EXERCISE DESCRIPTION => Return verbatim the lines of the data below, starting at the line with "of the distant" and running through the line with "pixel 19 313", inclusive.

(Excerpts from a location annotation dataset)
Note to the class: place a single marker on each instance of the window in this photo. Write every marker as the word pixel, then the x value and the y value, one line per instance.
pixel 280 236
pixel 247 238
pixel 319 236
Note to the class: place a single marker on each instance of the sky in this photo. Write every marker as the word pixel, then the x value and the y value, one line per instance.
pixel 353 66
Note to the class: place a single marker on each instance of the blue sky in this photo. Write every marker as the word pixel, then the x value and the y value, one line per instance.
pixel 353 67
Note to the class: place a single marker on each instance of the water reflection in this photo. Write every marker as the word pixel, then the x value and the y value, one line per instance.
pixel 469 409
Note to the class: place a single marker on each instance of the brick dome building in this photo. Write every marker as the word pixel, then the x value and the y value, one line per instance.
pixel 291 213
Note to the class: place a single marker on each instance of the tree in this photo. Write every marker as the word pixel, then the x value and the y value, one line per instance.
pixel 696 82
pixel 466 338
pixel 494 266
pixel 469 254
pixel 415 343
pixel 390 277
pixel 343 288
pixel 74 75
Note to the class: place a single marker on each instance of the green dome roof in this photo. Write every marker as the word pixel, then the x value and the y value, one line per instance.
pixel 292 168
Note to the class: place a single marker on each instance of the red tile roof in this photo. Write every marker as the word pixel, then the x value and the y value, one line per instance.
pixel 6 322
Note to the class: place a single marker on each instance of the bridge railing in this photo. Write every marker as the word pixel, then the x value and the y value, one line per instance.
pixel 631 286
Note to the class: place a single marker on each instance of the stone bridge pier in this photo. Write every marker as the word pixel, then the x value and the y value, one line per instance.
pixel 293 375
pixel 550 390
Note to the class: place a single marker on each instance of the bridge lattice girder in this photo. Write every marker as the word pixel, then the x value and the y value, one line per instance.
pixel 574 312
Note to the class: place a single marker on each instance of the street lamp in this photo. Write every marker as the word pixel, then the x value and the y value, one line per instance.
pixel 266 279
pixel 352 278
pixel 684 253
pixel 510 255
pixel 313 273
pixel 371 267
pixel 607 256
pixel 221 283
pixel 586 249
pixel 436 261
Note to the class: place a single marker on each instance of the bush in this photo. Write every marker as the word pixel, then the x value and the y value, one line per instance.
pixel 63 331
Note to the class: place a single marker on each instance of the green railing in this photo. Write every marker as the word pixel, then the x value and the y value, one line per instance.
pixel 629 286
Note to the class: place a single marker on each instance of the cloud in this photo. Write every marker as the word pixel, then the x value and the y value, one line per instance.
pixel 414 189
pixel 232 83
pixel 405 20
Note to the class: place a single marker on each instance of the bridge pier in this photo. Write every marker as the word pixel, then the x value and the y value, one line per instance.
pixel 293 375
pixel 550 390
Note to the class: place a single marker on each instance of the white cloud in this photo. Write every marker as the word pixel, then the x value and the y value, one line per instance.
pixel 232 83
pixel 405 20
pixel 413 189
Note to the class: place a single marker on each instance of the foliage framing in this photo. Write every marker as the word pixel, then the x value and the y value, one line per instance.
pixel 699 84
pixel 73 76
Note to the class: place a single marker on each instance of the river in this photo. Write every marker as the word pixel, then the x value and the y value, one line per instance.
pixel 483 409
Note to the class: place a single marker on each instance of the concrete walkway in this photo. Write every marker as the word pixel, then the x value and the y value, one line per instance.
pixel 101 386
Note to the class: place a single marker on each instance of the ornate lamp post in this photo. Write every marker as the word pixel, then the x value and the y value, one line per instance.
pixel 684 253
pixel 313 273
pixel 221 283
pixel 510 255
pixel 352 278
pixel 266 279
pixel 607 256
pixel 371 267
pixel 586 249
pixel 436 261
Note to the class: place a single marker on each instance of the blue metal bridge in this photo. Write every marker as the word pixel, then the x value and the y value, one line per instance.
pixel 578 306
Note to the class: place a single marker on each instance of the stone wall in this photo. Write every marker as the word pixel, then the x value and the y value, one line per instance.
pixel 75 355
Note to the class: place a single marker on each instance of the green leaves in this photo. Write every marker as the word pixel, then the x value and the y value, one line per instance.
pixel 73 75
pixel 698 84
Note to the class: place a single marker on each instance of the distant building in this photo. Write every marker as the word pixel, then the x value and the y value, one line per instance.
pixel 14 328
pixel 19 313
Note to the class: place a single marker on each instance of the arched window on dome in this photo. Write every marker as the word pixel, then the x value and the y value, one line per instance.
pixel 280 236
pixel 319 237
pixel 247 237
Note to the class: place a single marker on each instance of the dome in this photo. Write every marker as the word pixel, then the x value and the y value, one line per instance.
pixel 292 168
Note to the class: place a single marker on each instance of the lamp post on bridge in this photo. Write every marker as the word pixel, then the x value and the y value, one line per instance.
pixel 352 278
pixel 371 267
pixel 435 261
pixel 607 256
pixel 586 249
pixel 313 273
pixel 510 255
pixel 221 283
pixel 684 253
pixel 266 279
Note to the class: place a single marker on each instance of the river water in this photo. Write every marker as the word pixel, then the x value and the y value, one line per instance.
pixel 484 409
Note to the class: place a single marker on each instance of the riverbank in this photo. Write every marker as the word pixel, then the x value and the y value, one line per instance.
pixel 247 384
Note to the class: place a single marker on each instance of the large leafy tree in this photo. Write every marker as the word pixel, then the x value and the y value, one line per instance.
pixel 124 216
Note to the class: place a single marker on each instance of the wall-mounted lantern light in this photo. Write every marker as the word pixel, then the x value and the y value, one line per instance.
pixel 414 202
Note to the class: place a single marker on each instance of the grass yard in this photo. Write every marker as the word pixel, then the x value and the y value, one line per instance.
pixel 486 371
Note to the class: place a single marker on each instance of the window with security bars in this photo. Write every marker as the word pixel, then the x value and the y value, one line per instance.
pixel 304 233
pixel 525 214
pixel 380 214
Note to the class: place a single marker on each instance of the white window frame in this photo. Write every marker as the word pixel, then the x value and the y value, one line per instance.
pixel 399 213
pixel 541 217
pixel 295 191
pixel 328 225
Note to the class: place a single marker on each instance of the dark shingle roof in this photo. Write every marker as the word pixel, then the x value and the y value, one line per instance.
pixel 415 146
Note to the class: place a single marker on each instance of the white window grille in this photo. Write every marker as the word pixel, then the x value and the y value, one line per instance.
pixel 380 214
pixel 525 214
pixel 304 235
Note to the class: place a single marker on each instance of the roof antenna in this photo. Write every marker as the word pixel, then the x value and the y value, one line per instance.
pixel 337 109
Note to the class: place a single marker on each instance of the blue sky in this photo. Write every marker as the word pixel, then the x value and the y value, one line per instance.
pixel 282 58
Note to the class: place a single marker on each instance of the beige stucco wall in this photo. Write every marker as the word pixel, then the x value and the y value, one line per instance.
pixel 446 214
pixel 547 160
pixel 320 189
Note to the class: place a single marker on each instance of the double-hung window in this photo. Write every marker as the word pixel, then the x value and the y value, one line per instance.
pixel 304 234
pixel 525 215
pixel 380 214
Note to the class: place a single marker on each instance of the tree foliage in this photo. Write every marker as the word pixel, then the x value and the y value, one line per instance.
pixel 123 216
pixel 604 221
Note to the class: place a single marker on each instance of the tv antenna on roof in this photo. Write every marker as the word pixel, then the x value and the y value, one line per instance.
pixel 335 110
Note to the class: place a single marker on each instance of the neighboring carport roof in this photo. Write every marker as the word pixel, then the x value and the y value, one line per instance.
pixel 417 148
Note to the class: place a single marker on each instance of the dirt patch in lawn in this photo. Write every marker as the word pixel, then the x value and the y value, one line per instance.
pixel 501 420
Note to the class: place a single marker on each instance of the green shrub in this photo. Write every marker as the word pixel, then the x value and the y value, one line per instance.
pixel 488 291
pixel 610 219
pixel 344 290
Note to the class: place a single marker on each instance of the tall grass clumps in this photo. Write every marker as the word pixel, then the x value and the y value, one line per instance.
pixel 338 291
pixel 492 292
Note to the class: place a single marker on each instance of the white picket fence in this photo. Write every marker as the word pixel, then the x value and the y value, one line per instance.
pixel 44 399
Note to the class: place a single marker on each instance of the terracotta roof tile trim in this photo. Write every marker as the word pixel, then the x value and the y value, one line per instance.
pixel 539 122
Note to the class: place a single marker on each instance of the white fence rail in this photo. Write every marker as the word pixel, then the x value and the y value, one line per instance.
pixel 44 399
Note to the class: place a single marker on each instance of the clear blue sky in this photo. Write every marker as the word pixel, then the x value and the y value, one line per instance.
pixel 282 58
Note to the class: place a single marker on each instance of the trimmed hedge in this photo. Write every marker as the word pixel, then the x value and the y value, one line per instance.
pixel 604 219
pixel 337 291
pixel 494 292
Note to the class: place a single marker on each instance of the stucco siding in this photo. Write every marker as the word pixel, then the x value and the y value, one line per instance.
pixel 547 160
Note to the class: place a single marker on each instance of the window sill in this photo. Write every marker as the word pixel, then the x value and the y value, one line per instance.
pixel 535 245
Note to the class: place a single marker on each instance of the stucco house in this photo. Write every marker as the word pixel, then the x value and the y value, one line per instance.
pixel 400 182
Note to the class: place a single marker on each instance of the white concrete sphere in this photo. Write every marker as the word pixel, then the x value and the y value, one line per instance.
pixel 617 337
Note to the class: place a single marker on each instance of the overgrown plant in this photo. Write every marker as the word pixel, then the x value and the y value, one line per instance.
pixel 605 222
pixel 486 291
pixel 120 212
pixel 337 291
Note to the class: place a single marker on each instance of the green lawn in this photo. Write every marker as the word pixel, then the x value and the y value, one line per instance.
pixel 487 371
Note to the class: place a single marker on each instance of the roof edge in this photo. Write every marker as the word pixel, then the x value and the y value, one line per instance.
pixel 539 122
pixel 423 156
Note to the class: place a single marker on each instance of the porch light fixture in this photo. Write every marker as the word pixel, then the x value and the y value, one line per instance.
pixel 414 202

RESULT OF THIS TASK =>
Note to the class: place a single marker on each instance of the distant building in this photo. Write every marker as the word pixel, then the x value and the y value, one line per instance.
pixel 14 328
pixel 19 313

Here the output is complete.